**Listing**
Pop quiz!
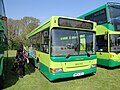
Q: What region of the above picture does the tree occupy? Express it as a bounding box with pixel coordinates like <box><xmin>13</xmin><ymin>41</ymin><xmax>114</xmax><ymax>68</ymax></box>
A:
<box><xmin>8</xmin><ymin>16</ymin><xmax>40</xmax><ymax>49</ymax></box>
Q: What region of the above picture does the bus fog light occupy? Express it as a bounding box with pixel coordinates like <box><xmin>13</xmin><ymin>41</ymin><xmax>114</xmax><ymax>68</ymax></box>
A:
<box><xmin>91</xmin><ymin>64</ymin><xmax>97</xmax><ymax>68</ymax></box>
<box><xmin>50</xmin><ymin>68</ymin><xmax>63</xmax><ymax>73</ymax></box>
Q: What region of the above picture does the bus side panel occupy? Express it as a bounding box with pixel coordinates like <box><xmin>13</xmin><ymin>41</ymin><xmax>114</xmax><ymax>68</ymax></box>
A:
<box><xmin>39</xmin><ymin>52</ymin><xmax>50</xmax><ymax>79</ymax></box>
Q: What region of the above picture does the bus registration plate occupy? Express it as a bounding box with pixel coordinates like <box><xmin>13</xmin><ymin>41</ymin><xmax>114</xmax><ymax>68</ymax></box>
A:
<box><xmin>73</xmin><ymin>72</ymin><xmax>84</xmax><ymax>77</ymax></box>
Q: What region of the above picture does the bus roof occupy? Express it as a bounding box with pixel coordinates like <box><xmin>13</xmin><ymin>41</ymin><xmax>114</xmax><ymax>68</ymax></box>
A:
<box><xmin>77</xmin><ymin>2</ymin><xmax>120</xmax><ymax>18</ymax></box>
<box><xmin>26</xmin><ymin>16</ymin><xmax>95</xmax><ymax>38</ymax></box>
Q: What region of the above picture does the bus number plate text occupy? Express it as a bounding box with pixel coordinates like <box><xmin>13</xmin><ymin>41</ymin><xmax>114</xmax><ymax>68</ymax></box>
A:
<box><xmin>73</xmin><ymin>72</ymin><xmax>84</xmax><ymax>77</ymax></box>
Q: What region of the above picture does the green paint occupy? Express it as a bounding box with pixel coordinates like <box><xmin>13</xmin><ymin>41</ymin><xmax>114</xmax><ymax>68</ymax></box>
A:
<box><xmin>40</xmin><ymin>63</ymin><xmax>97</xmax><ymax>81</ymax></box>
<box><xmin>97</xmin><ymin>58</ymin><xmax>120</xmax><ymax>67</ymax></box>
<box><xmin>50</xmin><ymin>55</ymin><xmax>97</xmax><ymax>62</ymax></box>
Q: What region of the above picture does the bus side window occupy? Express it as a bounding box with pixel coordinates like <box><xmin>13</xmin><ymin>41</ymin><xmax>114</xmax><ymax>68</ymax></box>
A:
<box><xmin>40</xmin><ymin>28</ymin><xmax>49</xmax><ymax>53</ymax></box>
<box><xmin>41</xmin><ymin>44</ymin><xmax>48</xmax><ymax>53</ymax></box>
<box><xmin>96</xmin><ymin>35</ymin><xmax>108</xmax><ymax>52</ymax></box>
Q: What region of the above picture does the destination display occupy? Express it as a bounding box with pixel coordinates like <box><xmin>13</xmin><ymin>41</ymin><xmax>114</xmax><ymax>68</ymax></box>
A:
<box><xmin>58</xmin><ymin>18</ymin><xmax>93</xmax><ymax>29</ymax></box>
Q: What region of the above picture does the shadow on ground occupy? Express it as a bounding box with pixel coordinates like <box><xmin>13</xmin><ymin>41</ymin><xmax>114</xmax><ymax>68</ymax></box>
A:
<box><xmin>3</xmin><ymin>57</ymin><xmax>35</xmax><ymax>89</ymax></box>
<box><xmin>97</xmin><ymin>65</ymin><xmax>120</xmax><ymax>70</ymax></box>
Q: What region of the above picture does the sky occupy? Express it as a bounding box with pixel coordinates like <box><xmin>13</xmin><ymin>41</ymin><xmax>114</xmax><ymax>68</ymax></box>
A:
<box><xmin>4</xmin><ymin>0</ymin><xmax>120</xmax><ymax>23</ymax></box>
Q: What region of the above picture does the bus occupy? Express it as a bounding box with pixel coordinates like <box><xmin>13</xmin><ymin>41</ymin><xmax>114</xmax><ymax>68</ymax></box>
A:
<box><xmin>78</xmin><ymin>2</ymin><xmax>120</xmax><ymax>67</ymax></box>
<box><xmin>0</xmin><ymin>0</ymin><xmax>7</xmax><ymax>89</ymax></box>
<box><xmin>26</xmin><ymin>16</ymin><xmax>97</xmax><ymax>81</ymax></box>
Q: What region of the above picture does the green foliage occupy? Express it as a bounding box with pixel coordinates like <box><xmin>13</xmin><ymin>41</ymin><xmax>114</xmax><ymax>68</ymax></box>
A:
<box><xmin>7</xmin><ymin>16</ymin><xmax>40</xmax><ymax>49</ymax></box>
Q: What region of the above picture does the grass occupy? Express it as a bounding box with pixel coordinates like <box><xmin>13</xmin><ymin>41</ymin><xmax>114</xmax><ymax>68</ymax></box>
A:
<box><xmin>4</xmin><ymin>51</ymin><xmax>120</xmax><ymax>90</ymax></box>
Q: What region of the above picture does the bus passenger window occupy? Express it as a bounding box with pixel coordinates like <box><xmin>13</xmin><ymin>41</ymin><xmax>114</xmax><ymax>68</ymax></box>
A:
<box><xmin>96</xmin><ymin>35</ymin><xmax>108</xmax><ymax>52</ymax></box>
<box><xmin>40</xmin><ymin>28</ymin><xmax>49</xmax><ymax>53</ymax></box>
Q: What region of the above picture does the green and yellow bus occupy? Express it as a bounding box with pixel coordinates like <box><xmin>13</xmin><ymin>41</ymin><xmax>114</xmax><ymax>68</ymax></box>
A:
<box><xmin>78</xmin><ymin>2</ymin><xmax>120</xmax><ymax>67</ymax></box>
<box><xmin>27</xmin><ymin>16</ymin><xmax>97</xmax><ymax>81</ymax></box>
<box><xmin>0</xmin><ymin>0</ymin><xmax>7</xmax><ymax>89</ymax></box>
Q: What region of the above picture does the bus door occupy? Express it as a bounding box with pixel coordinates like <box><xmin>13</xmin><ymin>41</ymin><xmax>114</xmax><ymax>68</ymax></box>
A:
<box><xmin>96</xmin><ymin>34</ymin><xmax>109</xmax><ymax>65</ymax></box>
<box><xmin>80</xmin><ymin>34</ymin><xmax>86</xmax><ymax>52</ymax></box>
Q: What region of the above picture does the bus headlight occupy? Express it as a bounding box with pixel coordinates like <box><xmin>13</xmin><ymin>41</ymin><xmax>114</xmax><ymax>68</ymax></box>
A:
<box><xmin>91</xmin><ymin>64</ymin><xmax>97</xmax><ymax>68</ymax></box>
<box><xmin>50</xmin><ymin>68</ymin><xmax>63</xmax><ymax>73</ymax></box>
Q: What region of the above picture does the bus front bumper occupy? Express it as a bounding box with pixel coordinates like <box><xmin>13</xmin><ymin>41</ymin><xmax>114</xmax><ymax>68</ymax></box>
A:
<box><xmin>49</xmin><ymin>68</ymin><xmax>97</xmax><ymax>81</ymax></box>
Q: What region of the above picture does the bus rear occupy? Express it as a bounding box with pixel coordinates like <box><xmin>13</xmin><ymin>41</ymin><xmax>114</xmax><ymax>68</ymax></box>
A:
<box><xmin>78</xmin><ymin>2</ymin><xmax>120</xmax><ymax>67</ymax></box>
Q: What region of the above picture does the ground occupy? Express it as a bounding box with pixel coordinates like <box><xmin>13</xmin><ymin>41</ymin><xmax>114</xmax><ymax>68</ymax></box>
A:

**Exercise requirements**
Pick out every line of the material above that contains the string "plate", matching uppercase and lowercase letters exactly.

**Correct response**
Q: What region of the above picture does the bus registration plate occupy? Express it as a bounding box with pixel coordinates like <box><xmin>13</xmin><ymin>41</ymin><xmax>114</xmax><ymax>68</ymax></box>
Q: What region of the above picture does the bus number plate text occupy? Express it as a bounding box with pixel coordinates like <box><xmin>13</xmin><ymin>41</ymin><xmax>114</xmax><ymax>68</ymax></box>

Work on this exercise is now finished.